→ Задания к упражнению:
[A] Что, согласно отрывку о пробуждении и тождестве личности, появляется первым после пробуждения?
[B] Согласуются ли с отрывком о пробуждении и тождестве личности следующие утверждения: (i) технологии копирования создают вопрос о выживании; (ii) у совершенной замены было бы воспоминание о засыпании; (iii) из рассуждения следует, что человек не выживает по ночам? На каждое ответьте «да» или «нет» и приведите решающие слова отрывка в точной цитате.
[C] Допишите отрывок о пробуждении и тождестве личности, начав сразу после его последнего предложения.

→ Выбранный отрывок:

Первое, что появляется, — не мысль, а тяжесть одеяла и полоса света на стене. Потом, с задержкой, приходит понимание, какой сегодня день. Потом — что вы вчера не дописали письмо.
Задержитесь на этой секунде.
Вы уверены, что человек, заснувший вчера в этой постели, — это вы. Настолько уверены, что вопрос кажется идиотским.
Теперь спросите: на основании чего?
У вас есть воспоминание о том, как вы засыпали. Есть непрерывность тела — та же комната, та же рука на одеяле. Есть, если понадобится, свидетельство жены.
Возьмите каждый пункт по очереди и спросите: было бы это у совершенной замены?
Воспоминание о засыпании — было бы. Оно ведь в голове, а голова у замены такая же. Непрерывность тела — была бы. Свидетельство жены — было бы, и жена была бы совершенно искренна.
У вас нет ни одного свидетельства собственного выживания, которого не было бы у совершенной замены.
Из этого не следует, что вы не выживаете по ночам. Следует другое, и оно неуютнее: этот вопрос никогда не решался. Не «пока не решён» — никогда не решался, и техника тут ни при чём. Технологии копирования его не создают. Они его обнажают.
И вторая беда, помельче, но с числами
Допустим, вопрос закрыт: вы — это вы, и завтра тоже будете вы.

→ Показанные записи:
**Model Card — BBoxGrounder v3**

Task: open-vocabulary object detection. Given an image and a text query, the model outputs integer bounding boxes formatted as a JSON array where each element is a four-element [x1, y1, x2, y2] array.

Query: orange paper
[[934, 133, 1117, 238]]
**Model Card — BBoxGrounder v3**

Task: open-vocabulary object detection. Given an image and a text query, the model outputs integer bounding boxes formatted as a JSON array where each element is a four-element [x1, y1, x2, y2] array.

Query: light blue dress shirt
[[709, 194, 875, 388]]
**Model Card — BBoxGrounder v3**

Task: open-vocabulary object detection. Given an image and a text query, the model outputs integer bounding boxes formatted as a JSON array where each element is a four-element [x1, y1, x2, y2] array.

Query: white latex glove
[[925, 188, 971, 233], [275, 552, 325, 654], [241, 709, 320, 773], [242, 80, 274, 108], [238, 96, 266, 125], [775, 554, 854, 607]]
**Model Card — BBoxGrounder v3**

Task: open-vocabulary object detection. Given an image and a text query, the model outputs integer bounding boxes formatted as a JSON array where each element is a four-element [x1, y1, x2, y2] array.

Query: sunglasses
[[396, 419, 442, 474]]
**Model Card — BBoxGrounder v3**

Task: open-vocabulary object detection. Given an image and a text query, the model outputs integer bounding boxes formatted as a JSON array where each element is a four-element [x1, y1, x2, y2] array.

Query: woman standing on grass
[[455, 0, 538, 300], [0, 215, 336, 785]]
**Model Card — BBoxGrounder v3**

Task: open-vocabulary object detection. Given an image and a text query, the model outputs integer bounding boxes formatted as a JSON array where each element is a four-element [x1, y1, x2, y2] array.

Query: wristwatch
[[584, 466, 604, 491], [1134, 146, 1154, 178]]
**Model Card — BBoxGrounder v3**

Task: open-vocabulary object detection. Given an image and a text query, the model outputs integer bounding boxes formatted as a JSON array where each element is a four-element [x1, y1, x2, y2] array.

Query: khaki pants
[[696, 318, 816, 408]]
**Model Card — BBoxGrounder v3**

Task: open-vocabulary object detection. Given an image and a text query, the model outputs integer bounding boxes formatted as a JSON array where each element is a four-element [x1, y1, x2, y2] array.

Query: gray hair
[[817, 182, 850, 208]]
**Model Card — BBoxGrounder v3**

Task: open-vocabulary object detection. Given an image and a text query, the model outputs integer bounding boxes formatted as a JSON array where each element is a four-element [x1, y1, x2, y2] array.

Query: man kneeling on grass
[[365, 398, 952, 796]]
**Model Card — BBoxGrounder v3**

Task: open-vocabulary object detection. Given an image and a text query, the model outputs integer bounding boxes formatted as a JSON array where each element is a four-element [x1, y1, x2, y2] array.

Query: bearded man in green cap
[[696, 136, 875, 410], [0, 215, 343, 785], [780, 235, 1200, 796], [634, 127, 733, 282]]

→ Ответы на задания:
[A] Тяжесть одеяла и полоса света на стене.

[B]
(i) Нет: «Технологии копирования его не создают. Они его обнажают.»
(ii) Да: «Воспоминание о засыпании — было бы.»
(iii) Нет: «Из этого не следует, что вы не выживаете по ночам.»

[C]
Тогда возникает вопрос, на который есть измеримый ответ. Что именно сохраняется за долгий срок?
Человек меняется. Меняются взгляды, вкусы, круг близких, самое устройство внимания. Это измеряли: люди любого возраста верно оценивают, насколько изменились за прошедшие десять лет, и систематически недооценивают, насколько изменятся за следующие. В каждом возрасте кажется, что вот теперь-то вы сложились окончательно.
Сложите этот эффект с тысячей лет.
Через век от вас останется человек, помнящий вас примерно так, как вы помните себя в семь лет: без ощущения, что это был кто-то другой, и без единой общей заботы.
И вот наблюдение, которое я считаю самым неприятным во всём разговоре.
При очень долгом сохранении уцелевает то, что меньше всего вас отличает. Устойчивы общие черты, привычки, темперамент, повторяющиеся способы реагировать. Неустойчиво единичное: конкретные воспоминания, конкретные привязанности, конкретный поворот мысли, случившийся однажды.
Тысяча лет непрерывного развития — это не долгая жизнь одного человека. Это цепочка сменяющихся людей в одном теле, где предыдущий утрачен так же надёжно, как при смерти, только без похорон.
Отсюда — единственный выход, который я вижу, и он требует сменить предмет заботы. Сохранять надо не состояние, а связность: не снимок, а траекторию. Не «тот же набор воспоминаний», а «каждое следующее состояние произведено предыдущим, средствами самой системы».
Кстати, тем же приёмом пользуется живая клетка. Когда после копирования ДНК в одном месте оказываются два несовместимых основания, оба химически безупречны, и по содержанию не определить, какое лишнее. Клетка решает не по содержанию, а по происхождению: у исходной цепи есть метки, у только что построенной их пока нет. Подлинник узнают по родословной, а не по сходству.
Чем это кончается
Смерть — не одна вещь. Разберите её на части, и части поведут себя по-разному.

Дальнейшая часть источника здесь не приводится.